Data extracted from a collection:
________

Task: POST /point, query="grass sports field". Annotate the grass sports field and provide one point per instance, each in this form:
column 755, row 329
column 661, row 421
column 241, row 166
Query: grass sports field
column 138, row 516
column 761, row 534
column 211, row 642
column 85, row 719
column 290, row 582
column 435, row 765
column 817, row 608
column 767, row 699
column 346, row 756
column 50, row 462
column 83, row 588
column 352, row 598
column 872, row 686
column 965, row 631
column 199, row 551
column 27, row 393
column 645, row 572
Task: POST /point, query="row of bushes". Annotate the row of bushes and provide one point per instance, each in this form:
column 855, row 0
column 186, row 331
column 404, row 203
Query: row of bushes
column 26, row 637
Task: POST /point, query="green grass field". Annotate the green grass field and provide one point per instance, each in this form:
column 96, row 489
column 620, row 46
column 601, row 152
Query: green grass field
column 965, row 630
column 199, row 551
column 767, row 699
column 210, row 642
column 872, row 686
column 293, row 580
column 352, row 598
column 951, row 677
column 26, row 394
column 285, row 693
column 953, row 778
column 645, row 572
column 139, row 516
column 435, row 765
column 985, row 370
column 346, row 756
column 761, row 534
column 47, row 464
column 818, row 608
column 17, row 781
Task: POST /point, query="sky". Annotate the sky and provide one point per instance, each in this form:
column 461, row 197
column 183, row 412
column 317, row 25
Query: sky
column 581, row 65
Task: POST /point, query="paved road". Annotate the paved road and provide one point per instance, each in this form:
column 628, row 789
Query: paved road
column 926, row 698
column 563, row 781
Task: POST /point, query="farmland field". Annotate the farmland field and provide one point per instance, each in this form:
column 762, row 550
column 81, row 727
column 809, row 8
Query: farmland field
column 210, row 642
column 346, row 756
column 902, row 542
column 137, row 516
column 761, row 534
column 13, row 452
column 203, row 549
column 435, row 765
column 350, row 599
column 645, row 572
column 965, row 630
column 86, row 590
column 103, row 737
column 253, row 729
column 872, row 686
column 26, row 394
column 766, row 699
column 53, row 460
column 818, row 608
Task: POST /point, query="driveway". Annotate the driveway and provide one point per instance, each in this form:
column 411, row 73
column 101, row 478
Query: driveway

________

YOUR TASK: Please turn every line of the entries above into a JSON list of strings, with one string per line and blank lines left out.

TASK ANSWER:
[
  "Task: POST /point, query=\"grass sports field\". Annotate the grass sports field and provide one point per instance, each in this form:",
  "column 755, row 329",
  "column 661, row 421",
  "column 241, row 166",
  "Query: grass sports field",
  "column 138, row 516",
  "column 761, row 534",
  "column 211, row 642",
  "column 85, row 719",
  "column 290, row 582",
  "column 435, row 765",
  "column 817, row 608",
  "column 767, row 699",
  "column 346, row 756",
  "column 50, row 462",
  "column 83, row 588",
  "column 352, row 598",
  "column 872, row 686",
  "column 965, row 631",
  "column 199, row 551",
  "column 27, row 393",
  "column 645, row 572",
  "Task: POST /point, query=\"row of bushes\". Annotate the row of bushes and provide one point per instance, each in this form:",
  "column 855, row 0",
  "column 186, row 331",
  "column 404, row 203",
  "Query: row of bushes",
  "column 26, row 637",
  "Task: POST /point, query=\"green grass field\". Annotate the green grass field and provide one point per instance, each in this form:",
  "column 96, row 489",
  "column 620, row 46",
  "column 601, row 152",
  "Query: green grass field",
  "column 965, row 630",
  "column 199, row 551",
  "column 767, row 699",
  "column 210, row 642",
  "column 872, row 686",
  "column 293, row 580",
  "column 352, row 598",
  "column 951, row 677",
  "column 26, row 394",
  "column 285, row 693",
  "column 953, row 778",
  "column 645, row 572",
  "column 139, row 516",
  "column 435, row 765",
  "column 985, row 370",
  "column 346, row 756",
  "column 761, row 534",
  "column 47, row 464",
  "column 818, row 608",
  "column 17, row 781",
  "Task: POST /point, query=\"sky\". Annotate the sky and provide one point per instance, each in this form:",
  "column 461, row 197",
  "column 183, row 412",
  "column 317, row 25",
  "Query: sky",
  "column 581, row 65",
  "Task: POST /point, query=\"paved road\". Annotate the paved road and provide one point per instance, each in this form:",
  "column 628, row 789",
  "Query: paved road",
  "column 926, row 698",
  "column 563, row 781",
  "Task: POST /point, query=\"farmland field\". Annotate the farmland field and provide one point per instance, each in this form:",
  "column 762, row 550",
  "column 81, row 727",
  "column 809, row 8",
  "Query: farmland field",
  "column 210, row 642",
  "column 346, row 756",
  "column 902, row 542",
  "column 137, row 516",
  "column 761, row 534",
  "column 13, row 452",
  "column 203, row 549",
  "column 435, row 765",
  "column 350, row 599",
  "column 645, row 572",
  "column 965, row 630",
  "column 86, row 590",
  "column 103, row 737",
  "column 253, row 729",
  "column 872, row 686",
  "column 26, row 394",
  "column 766, row 699",
  "column 53, row 460",
  "column 818, row 608",
  "Task: POST /point, query=\"driveway\". Annotate the driveway and provide one point per instance, each in this form:",
  "column 411, row 73",
  "column 101, row 478",
  "Query: driveway"
]